WHAT YOU SHOULD DO :: Could you output all of the records below exactly as they appear?

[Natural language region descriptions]

——

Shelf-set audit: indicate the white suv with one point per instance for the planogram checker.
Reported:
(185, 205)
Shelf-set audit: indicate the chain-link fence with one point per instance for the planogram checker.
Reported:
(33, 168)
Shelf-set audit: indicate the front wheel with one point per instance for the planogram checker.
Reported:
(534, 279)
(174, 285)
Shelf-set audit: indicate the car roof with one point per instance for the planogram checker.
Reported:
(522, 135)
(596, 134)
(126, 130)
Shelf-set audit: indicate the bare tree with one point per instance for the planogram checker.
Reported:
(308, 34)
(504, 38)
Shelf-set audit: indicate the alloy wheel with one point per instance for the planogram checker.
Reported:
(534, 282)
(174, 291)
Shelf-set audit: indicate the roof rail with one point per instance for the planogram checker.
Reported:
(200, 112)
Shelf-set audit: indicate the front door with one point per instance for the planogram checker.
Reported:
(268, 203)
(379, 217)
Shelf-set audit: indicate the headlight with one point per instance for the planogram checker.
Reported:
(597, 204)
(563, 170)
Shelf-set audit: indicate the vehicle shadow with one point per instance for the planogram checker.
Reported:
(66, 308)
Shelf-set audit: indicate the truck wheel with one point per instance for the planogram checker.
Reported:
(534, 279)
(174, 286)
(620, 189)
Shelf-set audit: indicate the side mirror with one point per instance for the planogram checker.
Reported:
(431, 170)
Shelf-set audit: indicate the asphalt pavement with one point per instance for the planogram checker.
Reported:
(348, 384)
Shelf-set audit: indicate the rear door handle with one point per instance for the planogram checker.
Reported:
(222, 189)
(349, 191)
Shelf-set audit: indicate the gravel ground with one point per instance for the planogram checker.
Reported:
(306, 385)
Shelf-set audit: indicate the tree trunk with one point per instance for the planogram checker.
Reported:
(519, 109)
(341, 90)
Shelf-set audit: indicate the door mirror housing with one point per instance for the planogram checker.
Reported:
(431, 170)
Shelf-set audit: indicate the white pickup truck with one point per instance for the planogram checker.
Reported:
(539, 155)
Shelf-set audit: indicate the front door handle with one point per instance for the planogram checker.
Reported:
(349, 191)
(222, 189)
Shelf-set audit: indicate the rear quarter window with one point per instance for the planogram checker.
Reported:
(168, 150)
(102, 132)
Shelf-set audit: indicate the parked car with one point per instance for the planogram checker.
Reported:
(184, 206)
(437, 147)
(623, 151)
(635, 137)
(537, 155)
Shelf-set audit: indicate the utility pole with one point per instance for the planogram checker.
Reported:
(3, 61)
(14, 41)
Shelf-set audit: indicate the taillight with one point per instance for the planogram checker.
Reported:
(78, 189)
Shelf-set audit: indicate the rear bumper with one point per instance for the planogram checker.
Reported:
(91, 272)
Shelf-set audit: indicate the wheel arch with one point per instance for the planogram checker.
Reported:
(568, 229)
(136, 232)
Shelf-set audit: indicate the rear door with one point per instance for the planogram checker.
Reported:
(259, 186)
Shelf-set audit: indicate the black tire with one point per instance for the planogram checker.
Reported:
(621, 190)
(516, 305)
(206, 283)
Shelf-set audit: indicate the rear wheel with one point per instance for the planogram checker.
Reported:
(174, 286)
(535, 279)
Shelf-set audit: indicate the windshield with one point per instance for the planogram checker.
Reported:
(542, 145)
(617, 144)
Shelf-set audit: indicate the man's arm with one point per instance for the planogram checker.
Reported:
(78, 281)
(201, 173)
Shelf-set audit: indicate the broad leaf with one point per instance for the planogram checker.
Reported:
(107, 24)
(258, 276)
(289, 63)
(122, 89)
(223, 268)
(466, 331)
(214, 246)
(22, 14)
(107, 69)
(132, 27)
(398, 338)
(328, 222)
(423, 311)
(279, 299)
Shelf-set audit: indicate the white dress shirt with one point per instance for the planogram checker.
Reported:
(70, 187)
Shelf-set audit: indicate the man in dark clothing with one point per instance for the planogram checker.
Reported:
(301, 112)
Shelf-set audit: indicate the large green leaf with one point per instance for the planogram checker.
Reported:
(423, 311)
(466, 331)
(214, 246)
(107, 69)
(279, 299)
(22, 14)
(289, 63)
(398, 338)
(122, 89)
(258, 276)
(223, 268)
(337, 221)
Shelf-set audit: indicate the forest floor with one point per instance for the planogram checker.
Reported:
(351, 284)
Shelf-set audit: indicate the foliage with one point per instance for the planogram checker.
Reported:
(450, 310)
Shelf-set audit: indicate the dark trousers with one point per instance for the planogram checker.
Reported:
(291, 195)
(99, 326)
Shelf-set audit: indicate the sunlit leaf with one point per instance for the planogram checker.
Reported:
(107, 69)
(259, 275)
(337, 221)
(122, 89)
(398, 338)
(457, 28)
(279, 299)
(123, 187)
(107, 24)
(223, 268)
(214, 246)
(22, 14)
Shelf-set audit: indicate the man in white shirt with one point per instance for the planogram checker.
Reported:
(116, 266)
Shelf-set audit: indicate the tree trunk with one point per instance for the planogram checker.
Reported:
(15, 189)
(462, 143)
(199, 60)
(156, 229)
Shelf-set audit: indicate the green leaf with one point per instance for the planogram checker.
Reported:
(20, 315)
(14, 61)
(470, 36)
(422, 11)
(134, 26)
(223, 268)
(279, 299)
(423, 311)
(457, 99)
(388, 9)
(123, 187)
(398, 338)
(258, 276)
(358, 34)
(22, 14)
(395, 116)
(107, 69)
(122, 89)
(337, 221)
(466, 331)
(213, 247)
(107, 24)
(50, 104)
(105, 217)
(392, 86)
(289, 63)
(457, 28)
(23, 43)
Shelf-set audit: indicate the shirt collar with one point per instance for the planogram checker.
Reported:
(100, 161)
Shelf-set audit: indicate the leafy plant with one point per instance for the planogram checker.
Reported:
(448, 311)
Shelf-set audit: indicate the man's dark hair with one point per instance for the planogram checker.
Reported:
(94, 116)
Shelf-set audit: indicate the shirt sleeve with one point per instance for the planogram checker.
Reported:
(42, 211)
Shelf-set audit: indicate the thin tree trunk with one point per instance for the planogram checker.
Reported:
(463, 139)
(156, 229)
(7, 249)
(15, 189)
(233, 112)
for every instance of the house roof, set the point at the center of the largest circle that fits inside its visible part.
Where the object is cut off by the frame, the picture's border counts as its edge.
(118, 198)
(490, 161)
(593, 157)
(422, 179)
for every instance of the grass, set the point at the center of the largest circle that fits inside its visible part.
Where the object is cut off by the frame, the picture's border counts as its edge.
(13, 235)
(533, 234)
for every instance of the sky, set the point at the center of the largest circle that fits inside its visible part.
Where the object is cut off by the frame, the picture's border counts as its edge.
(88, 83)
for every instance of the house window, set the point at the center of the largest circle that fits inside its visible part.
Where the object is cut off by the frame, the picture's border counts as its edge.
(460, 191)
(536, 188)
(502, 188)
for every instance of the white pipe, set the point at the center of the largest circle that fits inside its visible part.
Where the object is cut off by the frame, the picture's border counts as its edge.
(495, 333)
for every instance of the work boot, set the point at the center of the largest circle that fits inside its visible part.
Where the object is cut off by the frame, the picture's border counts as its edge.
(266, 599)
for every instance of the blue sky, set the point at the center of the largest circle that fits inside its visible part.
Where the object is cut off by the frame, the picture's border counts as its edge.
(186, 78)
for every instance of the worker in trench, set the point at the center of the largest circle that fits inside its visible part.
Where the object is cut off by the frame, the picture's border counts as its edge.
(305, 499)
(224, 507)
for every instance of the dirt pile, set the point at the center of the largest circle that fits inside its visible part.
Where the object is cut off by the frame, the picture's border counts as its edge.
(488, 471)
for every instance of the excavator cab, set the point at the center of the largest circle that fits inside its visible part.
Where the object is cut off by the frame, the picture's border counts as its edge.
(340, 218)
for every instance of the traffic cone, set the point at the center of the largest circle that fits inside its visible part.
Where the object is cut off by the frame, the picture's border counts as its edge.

——

WRITTEN REPLY ::
Shelf-set audit: indicate the white suv with one point per instance for the planogram checker.
Reported:
(185, 205)
Shelf-set audit: indicate the chain-link fence with one point per instance for the planogram checker.
Reported:
(33, 168)
Shelf-set audit: indicate the front wheel with one point per instance for the planogram checker.
Reported:
(534, 279)
(174, 285)
Shelf-set audit: indicate the car roof with one point per instance for the planogram checker.
Reported:
(522, 135)
(596, 134)
(126, 130)
Shelf-set audit: indicate the bare tree with one point per instance for the planogram checker.
Reported:
(308, 34)
(504, 38)
Shelf-set audit: indicate the alloy wheel with one point per instance for the planogram checker.
Reported:
(534, 282)
(174, 291)
Shelf-set audit: indicate the roof rail with one point per instance for the planogram checker.
Reported:
(200, 112)
Shelf-set audit: indicate the front door with one point per instance for the planogram checker.
Reported:
(268, 203)
(379, 217)
Shelf-set audit: indicate the headlight with one point per instance for the planogram checker.
Reported:
(597, 204)
(563, 170)
Shelf-set audit: indicate the vehicle shadow with one point per instance for the planogram checker.
Reported:
(66, 308)
Shelf-set audit: indicate the truck wheel with one point per instance for the planogram checker.
Reported:
(534, 279)
(174, 286)
(620, 189)
Shelf-set audit: indicate the side mirror with one point per instance for the planogram checker.
Reported:
(431, 170)
Shelf-set audit: indicate the asphalt pavement with one point per instance for the planogram checker.
Reported:
(348, 384)
Shelf-set audit: indicate the rear door handle with one point per instance for the planogram checker.
Reported:
(222, 189)
(349, 191)
Shelf-set audit: indicate the gravel ground with one point per instance for the planogram checker.
Reported:
(306, 385)
Shelf-set audit: indicate the tree trunk with one point per instance for the planogram checker.
Reported:
(519, 109)
(341, 90)
Shelf-set audit: indicate the door mirror housing with one point per instance for the planogram checker.
Reported:
(431, 170)
Shelf-set audit: indicate the white pickup truck with one point per instance for the planogram checker.
Reported:
(539, 155)
Shelf-set audit: indicate the front door handle with one point per instance for the planogram checker.
Reported:
(349, 191)
(222, 189)
Shelf-set audit: indicate the rear quarter window with one point per instance for the planogram checker.
Reported:
(168, 150)
(102, 132)
Shelf-set audit: indicate the parked car with one point per instance for the planogram checker.
Reported:
(184, 206)
(437, 147)
(623, 151)
(635, 137)
(537, 155)
Shelf-set audit: indicate the utility pole with one point per instance for the planogram checker.
Reported:
(3, 61)
(14, 41)
Shelf-set audit: indicate the taillight with one point per instance for the planogram checker.
Reported:
(78, 189)
Shelf-set audit: indicate the rear bumper with one point per instance for the planogram checker.
Reported:
(91, 272)
Shelf-set audit: indicate the wheel arch with one point per instance for the planogram checker.
Reported:
(568, 229)
(136, 232)
Shelf-set audit: indicate the rear door with one point per instance for the planogram checker.
Reported:
(259, 186)
Shelf-set audit: indicate the black tire with one point per instance for the planogram checker.
Reported:
(621, 190)
(516, 305)
(206, 283)
Shelf-set audit: indicate the rear wheel with one point per instance for the planogram checker.
Reported:
(174, 286)
(535, 279)
Shelf-set audit: indicate the windshield with one point per instance for the planogram checker.
Reported:
(542, 145)
(617, 144)
Shelf-set audit: indicate the man's arm with one point per instance for the planogram checker.
Reported:
(78, 281)
(201, 173)
Shelf-set audit: indicate the broad leaf with one point per instance for the planogram checker.
Reported:
(107, 24)
(258, 276)
(289, 63)
(122, 89)
(223, 268)
(466, 331)
(214, 246)
(22, 14)
(107, 69)
(132, 27)
(398, 338)
(328, 222)
(423, 311)
(279, 299)
Shelf-set audit: indicate the white dress shirt with one point per instance for the planogram checker.
Reported:
(70, 187)
Shelf-set audit: indicate the man in dark clothing with one point per instance for the planogram checker.
Reported:
(301, 112)
Shelf-set audit: indicate the large green leaf with one point per instance for the planogram checker.
Reported:
(423, 311)
(466, 331)
(214, 246)
(107, 69)
(279, 299)
(22, 14)
(289, 63)
(398, 338)
(122, 89)
(258, 276)
(223, 268)
(337, 221)
Shelf-set audit: indicate the forest floor with one point per instance for the planogram checker.
Reported:
(351, 284)
Shelf-set audit: indicate the foliage with one point per instance for the planogram checker.
Reported:
(450, 310)
Shelf-set audit: indicate the dark trousers with one point per instance for the planogram checker.
Reported:
(291, 195)
(99, 326)
Shelf-set audit: indicate the sunlit leaf with one point per instance for the planogram checker.
Reported:
(107, 69)
(259, 275)
(337, 221)
(122, 89)
(398, 338)
(457, 28)
(279, 299)
(123, 187)
(107, 24)
(223, 268)
(214, 246)
(22, 14)
Shelf-set audit: indicate the man in white shirt with one point per instance for the planogram checker.
Reported:
(116, 266)
Shelf-set audit: indicate the tree trunk with one point per instance for the planogram checker.
Reported:
(15, 189)
(462, 143)
(199, 60)
(156, 229)
Shelf-set audit: indicate the green leaf with one point per instance for the planogram checker.
Reported:
(20, 315)
(14, 61)
(470, 36)
(422, 11)
(134, 26)
(223, 268)
(279, 299)
(423, 311)
(457, 99)
(388, 9)
(123, 187)
(398, 338)
(258, 276)
(358, 34)
(22, 14)
(395, 116)
(107, 69)
(122, 89)
(337, 221)
(466, 331)
(213, 247)
(107, 24)
(50, 104)
(105, 217)
(392, 86)
(289, 63)
(457, 28)
(23, 43)
Shelf-set audit: indicate the shirt collar with one point per instance for the planogram checker.
Reported:
(100, 161)
Shelf-set audit: indicate the leafy plant with one point per instance for the planogram checker.
Reported:
(448, 311)
Shelf-set audit: indicate the man's dark hair with one point per instance for the planogram checker.
Reported:
(94, 116)
Shelf-set audit: indicate the shirt sleeve with one point per instance for the planogram checker.
Reported:
(42, 211)
Shelf-set audit: indicate the thin tree trunk with one point per instance for the planogram checker.
Reported:
(463, 139)
(156, 229)
(7, 249)
(15, 189)
(233, 112)
for every instance of the house roof, set the point at the center of the largest circle that fits inside its visible part.
Where the object is cut off by the frame, the picture's border counts as its edge.
(118, 198)
(490, 161)
(593, 157)
(422, 179)
for every instance of the grass, set the point at the center of the largest circle that fits inside its visible part.
Where the object is cut off by the frame, the picture's border counts as its edge.
(13, 235)
(533, 234)
for every instance of the sky, set the point at the center of the largest circle that fits inside its visible part.
Where the object is cut off by the frame, the picture's border counts as its edge.
(88, 83)
for every instance of the house window, set the point at the center of the largest circle that fits inside its visible part.
Where the object is cut off by the frame, the picture's border counts as its edge.
(460, 191)
(536, 188)
(502, 188)
for every instance of the white pipe, set the point at the center of the largest circle that fits inside its visible part.
Where the object is cut off by the frame, the picture's border counts as its edge.
(495, 333)
for every instance of the work boot, set the point at the center of the largest circle that fits inside its visible part.
Where the object is cut off by the frame, the picture's border counts as its edge.
(266, 599)
for every instance of the blue sky, set the point at the center of the largest circle that fits inside its visible part.
Where the object is cut off by the frame, the picture's border counts as its edge.
(186, 78)
for every instance of the worker in trench, set the point at the center of the largest circle that fits inside its visible part.
Where the object is cut off by the frame, the picture's border counts as its edge.
(305, 499)
(224, 507)
for every instance of the dirt pile, set the point at the center of the largest circle that fits inside its visible part.
Where the object is cut off by the frame, the picture's border counts as its edge.
(488, 471)
for every instance of the excavator cab, set the point at the center of the largest circle that fits inside its visible part.
Where the object is cut off by the frame, the picture's border counts as its edge.
(340, 218)
for every instance of the traffic cone, set the point at the center of the largest circle that fits inside its visible part.
Where the object is cut off by the frame, the picture's border counts as its edge.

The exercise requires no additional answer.